# [BUGS]MIUI Droid 2



## droidmakespwn (Jun 14, 2011)

I didn't see one of these started on this site I figured ill start one up. Before posting bugs make sure you have the most up to date version including the fix which is available in rom manager(not just premium). Here is a few I have seen.

1. Screenshots mak noise like they are working but nothing shows up in gallery. 
2. Alt lock key doesn't work. 
3. Not sure if this is a bug but things like the built-in gallery do not sync with picassa and the built-in music will not sync with music beta.


----------



## T2technology (Jun 11, 2011)

Camera pictures do not show up. File type seems to not register and all I get is a blank file.


----------



## droidmakespwn (Jun 14, 2011)

Theme manager changes of boot logo and animation do not change anything. 
Battery does same weird jump as cm7 from about 15 to 5 instantly

Sent from my DROID2 using Tapatalk


----------



## tb110895 (Jun 12, 2011)

Number 3 on your OP is not a bug. Its not supposed to sync with picasa. Get the 3D gallery from the market

Reboot > recovery from the power menu boots you into stock moto recovery rather than CWR
No USB debugging Icon.

That's all I have that you didn't already list


----------



## elvyrorie (Jun 16, 2011)

I may have found another bug, not really sure what to do to fix it. This hasn't happened to me yet, and I've been running this since last weekend. Today, whenever I plug in my usb to the computer, the phone seems to lose its data connection. It still shows it has a connection in the status bar though. Then, after a few minutes of f'ing with the phone to get the data back, it will reboot itself. Like I said, it hasnt happened until today, so I'm still trying to figure out why.

Update: Yeah, I have no idea. I can't seem to make it stop rebooting when I plug it up with usb. I may try to reflash MIUI.


----------

+ + + +

Work to complete - In the MIUI Droid 2 bug thread, why does tb110895 say the third item in the original post is not a bug? Answer in one to three sentences. The material here has no connection to the MIUI Droid 2 bug thread.

Collected material -
+ + + +

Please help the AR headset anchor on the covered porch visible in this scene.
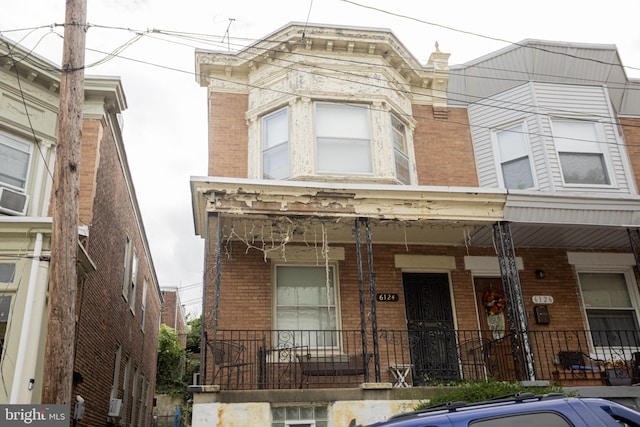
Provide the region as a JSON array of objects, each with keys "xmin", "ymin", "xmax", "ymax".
[{"xmin": 192, "ymin": 179, "xmax": 640, "ymax": 390}]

+ + + +

Task result - tb110895 says it is not a bug because the built-in gallery is not supposed to sync with Picasa. The suggested fix is to get the 3D gallery from the market.